→ **Task input**:
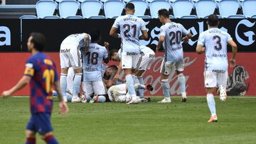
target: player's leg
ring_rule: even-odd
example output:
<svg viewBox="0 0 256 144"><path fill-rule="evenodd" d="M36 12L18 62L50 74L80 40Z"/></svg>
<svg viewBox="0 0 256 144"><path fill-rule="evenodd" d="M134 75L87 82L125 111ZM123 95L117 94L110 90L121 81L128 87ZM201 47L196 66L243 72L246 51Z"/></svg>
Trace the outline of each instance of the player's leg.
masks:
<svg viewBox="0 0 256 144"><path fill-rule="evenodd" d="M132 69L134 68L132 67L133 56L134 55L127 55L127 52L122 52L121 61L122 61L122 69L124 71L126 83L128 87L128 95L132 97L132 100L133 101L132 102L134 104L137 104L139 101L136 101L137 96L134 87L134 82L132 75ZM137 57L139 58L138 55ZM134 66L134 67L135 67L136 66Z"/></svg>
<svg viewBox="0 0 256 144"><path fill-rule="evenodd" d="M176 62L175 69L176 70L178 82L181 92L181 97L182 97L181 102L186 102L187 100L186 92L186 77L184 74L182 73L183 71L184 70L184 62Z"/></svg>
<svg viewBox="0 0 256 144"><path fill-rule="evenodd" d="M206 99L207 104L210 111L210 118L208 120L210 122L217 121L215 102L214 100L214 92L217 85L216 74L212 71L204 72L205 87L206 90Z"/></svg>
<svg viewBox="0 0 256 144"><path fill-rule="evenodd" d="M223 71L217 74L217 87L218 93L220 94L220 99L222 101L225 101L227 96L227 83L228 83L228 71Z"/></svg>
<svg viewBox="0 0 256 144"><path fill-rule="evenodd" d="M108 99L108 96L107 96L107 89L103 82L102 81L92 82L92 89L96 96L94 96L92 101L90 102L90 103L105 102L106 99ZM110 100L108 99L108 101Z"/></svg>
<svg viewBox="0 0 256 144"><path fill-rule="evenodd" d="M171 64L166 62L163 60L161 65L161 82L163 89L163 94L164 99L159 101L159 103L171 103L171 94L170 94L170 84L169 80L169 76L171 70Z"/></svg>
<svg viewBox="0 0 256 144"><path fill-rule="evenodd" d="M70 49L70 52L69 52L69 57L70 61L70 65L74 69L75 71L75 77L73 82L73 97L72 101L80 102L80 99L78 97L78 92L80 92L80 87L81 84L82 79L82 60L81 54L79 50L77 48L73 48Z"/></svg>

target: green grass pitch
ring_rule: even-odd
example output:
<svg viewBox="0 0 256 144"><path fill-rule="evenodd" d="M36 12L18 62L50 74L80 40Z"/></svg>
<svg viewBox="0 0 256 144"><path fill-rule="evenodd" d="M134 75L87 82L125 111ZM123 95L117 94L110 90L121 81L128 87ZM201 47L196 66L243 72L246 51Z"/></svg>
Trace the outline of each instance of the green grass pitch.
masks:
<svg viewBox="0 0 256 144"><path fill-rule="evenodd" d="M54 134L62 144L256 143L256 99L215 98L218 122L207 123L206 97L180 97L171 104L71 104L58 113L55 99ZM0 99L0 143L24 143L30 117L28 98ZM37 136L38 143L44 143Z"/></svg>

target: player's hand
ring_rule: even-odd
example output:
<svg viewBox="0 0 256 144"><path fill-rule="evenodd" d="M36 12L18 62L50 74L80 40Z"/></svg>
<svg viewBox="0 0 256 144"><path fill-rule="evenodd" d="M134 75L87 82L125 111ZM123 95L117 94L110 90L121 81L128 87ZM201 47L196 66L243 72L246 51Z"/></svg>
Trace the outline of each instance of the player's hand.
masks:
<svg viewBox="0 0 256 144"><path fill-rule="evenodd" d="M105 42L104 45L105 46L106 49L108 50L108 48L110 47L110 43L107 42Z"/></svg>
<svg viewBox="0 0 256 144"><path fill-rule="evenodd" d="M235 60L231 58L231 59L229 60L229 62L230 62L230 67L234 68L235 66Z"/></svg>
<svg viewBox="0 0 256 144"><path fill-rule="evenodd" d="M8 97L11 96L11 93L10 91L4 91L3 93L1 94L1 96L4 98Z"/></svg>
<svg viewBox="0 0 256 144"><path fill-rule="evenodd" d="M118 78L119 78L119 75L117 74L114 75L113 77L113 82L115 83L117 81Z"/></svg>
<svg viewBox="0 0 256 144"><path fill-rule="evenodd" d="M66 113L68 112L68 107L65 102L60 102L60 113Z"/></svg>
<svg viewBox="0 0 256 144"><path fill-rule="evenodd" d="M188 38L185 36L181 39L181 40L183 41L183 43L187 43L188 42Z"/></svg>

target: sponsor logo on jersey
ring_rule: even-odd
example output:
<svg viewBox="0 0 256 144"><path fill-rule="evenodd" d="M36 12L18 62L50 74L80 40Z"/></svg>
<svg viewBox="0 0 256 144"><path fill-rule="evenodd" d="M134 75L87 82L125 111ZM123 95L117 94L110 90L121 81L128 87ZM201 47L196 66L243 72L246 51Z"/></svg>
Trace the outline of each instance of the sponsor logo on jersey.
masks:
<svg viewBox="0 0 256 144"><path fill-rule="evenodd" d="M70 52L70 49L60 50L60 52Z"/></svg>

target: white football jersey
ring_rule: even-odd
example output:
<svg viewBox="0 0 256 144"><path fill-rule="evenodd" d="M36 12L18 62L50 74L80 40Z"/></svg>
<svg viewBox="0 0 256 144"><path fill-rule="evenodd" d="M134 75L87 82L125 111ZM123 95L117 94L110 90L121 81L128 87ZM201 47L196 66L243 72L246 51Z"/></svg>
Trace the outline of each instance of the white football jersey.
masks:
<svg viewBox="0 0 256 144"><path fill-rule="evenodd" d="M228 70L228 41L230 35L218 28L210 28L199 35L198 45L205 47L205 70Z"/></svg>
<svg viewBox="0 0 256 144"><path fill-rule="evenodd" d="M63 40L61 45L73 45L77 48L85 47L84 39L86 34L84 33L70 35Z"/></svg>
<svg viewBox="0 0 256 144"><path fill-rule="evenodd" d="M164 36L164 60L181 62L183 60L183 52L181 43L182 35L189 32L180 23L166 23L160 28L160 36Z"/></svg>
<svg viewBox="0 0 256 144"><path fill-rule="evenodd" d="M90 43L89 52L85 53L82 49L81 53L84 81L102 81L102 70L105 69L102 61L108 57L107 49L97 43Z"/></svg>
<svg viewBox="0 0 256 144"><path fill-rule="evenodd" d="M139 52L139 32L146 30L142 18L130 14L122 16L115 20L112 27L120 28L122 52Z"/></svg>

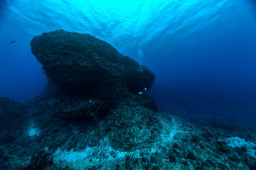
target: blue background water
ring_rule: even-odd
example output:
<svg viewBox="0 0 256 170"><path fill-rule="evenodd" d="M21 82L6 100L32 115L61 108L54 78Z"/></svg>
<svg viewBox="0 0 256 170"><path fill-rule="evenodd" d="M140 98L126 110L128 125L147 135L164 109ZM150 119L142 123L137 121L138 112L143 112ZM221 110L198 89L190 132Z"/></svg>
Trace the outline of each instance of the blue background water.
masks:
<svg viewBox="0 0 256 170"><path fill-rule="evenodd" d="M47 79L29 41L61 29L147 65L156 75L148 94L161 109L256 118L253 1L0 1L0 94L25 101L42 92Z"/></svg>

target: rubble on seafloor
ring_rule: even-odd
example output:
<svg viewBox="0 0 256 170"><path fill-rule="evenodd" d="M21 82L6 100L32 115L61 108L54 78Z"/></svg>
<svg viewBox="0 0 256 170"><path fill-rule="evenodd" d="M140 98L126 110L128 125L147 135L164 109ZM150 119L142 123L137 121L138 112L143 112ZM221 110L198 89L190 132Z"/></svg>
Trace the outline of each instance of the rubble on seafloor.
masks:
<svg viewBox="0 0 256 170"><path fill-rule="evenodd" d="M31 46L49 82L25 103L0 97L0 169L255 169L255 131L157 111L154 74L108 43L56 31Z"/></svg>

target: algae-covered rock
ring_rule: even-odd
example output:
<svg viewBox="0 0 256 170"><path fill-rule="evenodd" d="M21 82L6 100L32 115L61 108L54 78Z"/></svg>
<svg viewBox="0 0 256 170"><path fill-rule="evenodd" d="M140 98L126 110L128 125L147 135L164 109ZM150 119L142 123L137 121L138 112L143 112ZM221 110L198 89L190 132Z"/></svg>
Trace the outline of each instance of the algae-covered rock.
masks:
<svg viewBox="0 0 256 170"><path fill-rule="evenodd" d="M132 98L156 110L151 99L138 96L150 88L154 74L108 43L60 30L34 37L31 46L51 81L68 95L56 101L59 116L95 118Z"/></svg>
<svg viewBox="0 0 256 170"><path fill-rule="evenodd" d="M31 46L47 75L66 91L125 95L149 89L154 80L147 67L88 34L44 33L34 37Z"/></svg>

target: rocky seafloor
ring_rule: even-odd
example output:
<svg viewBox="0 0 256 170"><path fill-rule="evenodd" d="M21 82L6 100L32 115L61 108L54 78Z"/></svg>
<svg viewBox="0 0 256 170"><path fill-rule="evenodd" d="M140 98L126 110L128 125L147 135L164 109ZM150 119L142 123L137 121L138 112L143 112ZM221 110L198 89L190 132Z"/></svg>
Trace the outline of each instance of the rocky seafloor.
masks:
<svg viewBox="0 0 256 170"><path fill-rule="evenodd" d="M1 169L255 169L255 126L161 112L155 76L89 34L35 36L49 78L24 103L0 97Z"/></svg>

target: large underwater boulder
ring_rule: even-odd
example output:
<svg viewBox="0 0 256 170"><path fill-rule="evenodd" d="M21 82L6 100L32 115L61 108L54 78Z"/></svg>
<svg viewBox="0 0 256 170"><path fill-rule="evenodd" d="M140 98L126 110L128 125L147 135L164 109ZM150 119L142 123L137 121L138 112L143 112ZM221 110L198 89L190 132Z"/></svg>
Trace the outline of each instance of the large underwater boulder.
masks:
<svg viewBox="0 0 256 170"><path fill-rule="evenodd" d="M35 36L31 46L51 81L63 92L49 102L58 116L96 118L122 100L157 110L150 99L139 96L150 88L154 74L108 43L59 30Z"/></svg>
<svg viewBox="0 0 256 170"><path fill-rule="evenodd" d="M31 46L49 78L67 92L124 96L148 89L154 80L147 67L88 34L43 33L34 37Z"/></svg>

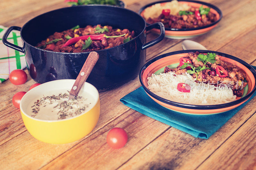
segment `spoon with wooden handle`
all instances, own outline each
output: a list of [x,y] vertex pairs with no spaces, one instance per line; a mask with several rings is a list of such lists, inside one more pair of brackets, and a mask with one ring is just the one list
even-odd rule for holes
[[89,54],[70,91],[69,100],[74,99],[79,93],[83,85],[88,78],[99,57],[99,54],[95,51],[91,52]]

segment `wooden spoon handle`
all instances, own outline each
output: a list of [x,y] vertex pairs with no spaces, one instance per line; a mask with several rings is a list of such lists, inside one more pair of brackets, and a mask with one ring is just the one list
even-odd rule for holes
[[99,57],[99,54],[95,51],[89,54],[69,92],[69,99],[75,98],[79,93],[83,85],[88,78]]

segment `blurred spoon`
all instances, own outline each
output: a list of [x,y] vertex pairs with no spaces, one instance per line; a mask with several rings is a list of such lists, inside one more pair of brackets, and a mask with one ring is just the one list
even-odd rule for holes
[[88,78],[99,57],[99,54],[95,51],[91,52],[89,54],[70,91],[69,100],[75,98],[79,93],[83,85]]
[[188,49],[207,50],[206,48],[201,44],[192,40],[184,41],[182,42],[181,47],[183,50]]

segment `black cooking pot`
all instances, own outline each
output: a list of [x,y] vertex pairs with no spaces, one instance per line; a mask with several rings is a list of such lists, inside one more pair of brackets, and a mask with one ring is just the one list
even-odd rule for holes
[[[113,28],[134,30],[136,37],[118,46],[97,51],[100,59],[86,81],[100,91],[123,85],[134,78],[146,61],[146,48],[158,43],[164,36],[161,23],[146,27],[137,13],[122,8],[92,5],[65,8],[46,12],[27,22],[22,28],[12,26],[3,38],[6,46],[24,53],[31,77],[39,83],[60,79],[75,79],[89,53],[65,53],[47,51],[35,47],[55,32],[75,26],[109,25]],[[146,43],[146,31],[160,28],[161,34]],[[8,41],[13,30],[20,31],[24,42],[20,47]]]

→ **Given exercise**:
Pull out each line of the material that contains the string "sponsor", and copy those lines without changes.

→ **Solution for this problem**:
target: sponsor logo on jersey
Trace the outline of each instance of the sponsor logo on jersey.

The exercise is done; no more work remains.